- [Given exercise 1]: In the post on price versus wage indexing, why does the blogger examine the indexing proposal even while calling the Social Security crisis overblown?

━━━ Article

Price versus Wage Indexing
Amity Shlaes at Bloomberg is trotting out the old let's save Social Security by using price rather than wage indexing:
Social Security Peg Is a Fix Boomers Can Embrace, by Amity Shlaes, Bloomberg: ...On Oct. 15 the first baby boomer demonstrated she's ready for more beach-time by applying for a Social Security pension. ... As the boomers head for the beach, the revenue flowing to the government will begin to recede.
Many Americans believe ... there's nothing they can do but watch. This is wrong. Fixing Social Security is doable. ... Though you might have missed it, the best method for such a fix was offered by Fred Thompson..., ''one of the things that could be done would be to index benefits to inflation. Index benefits to inflation for future retirees.''...
Under the current system, seniors' base pension ... is calculated to reflect not only inflation but also real increases in the average wage over their careers. Real wages in the U.S. tend to rise over time... Growing productivity gives workers this reward. ...
Thompson was suggesting that we base the formula upon inflation alone. Then every pensioner gets what his big brother or sister did, adjusted for inflation. But not more.
Some call such an adjustment ''a cut.'' But the change is only a cut against what is on the theoretical Social Security books. ...[T]he change could better be described as ''a reduction in growth.''...
So why do plans like Thompson's get so little traction?
As Thompson demonstrated, the Keynesian lexicon over indexing is a problem. These days we don't really know what we are saying when we talk about inflation. ''Wage inflation'' in this context happens to include a real increase in wages. ...
How about a $100 million ad campaign to demystify Thompson's peg proposal? ... If a clear explanation of this problem actually penetrated the boomer consciousness, they might be willing to trim growth in benefits. ...
As we know, the crisis in Social Security is way overblown, so I don't mean to buy into the hysteria by responding, but let's take a look at the proposal anyway because we are sure to hear it again.
First, the comment about Keynesian lexicon getting in the way is pretty uninformed (to put it mildly). It does appear that someone doesn't "really know what we are saying when we talk about inflation."

━━━━━━
━━━ Supplied entries

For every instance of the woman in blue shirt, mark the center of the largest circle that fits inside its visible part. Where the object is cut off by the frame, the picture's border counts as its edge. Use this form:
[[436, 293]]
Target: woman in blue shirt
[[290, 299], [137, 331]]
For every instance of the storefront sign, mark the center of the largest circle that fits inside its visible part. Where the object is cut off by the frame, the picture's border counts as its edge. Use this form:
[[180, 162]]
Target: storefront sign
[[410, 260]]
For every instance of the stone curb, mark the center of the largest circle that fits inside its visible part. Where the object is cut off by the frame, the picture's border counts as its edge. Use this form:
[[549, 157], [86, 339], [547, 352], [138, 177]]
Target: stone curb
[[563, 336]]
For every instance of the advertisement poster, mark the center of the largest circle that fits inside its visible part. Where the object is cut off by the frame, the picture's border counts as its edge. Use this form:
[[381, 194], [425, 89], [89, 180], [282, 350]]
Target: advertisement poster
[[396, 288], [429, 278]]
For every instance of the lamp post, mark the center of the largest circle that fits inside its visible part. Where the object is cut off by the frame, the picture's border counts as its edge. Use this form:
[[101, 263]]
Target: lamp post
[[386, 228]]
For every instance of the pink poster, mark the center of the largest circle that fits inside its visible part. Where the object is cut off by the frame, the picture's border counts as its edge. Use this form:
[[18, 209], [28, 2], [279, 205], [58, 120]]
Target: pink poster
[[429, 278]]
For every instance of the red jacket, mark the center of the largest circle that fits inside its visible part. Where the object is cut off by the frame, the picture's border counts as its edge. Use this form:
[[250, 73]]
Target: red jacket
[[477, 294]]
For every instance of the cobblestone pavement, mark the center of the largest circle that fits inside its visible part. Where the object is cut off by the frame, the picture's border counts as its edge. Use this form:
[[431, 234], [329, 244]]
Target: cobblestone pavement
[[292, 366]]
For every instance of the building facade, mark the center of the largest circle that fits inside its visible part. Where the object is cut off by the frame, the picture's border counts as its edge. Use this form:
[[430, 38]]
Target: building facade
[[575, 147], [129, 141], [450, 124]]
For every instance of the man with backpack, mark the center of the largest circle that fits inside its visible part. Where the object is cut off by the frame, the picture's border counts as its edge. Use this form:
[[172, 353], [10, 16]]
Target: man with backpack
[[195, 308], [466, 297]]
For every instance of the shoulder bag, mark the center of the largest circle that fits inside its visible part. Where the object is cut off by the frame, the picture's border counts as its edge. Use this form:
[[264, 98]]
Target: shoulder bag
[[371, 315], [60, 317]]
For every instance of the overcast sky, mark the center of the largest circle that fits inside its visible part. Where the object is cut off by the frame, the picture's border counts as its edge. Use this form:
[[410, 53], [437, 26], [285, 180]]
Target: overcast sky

━━━━━━

- [Given exercise 2]: Print the pointing listing from its first line up to and including the line with "[[410, 260]]".

- [Written answer 1]: The blogger examines it because the proposal is sure to come up again. The blogger says this is not meant to buy into the hysteria.

- [Written answer 2]:
For every instance of the woman in blue shirt, mark the center of the largest circle that fits inside its visible part. Where the object is cut off by the frame, the picture's border counts as its edge. Use this form:
[[436, 293]]
Target: woman in blue shirt
[[290, 299], [137, 331]]
For every instance of the storefront sign, mark the center of the largest circle that fits inside its visible part. Where the object is cut off by the frame, the picture's border counts as its edge. Use this form:
[[180, 162]]
Target: storefront sign
[[410, 260]]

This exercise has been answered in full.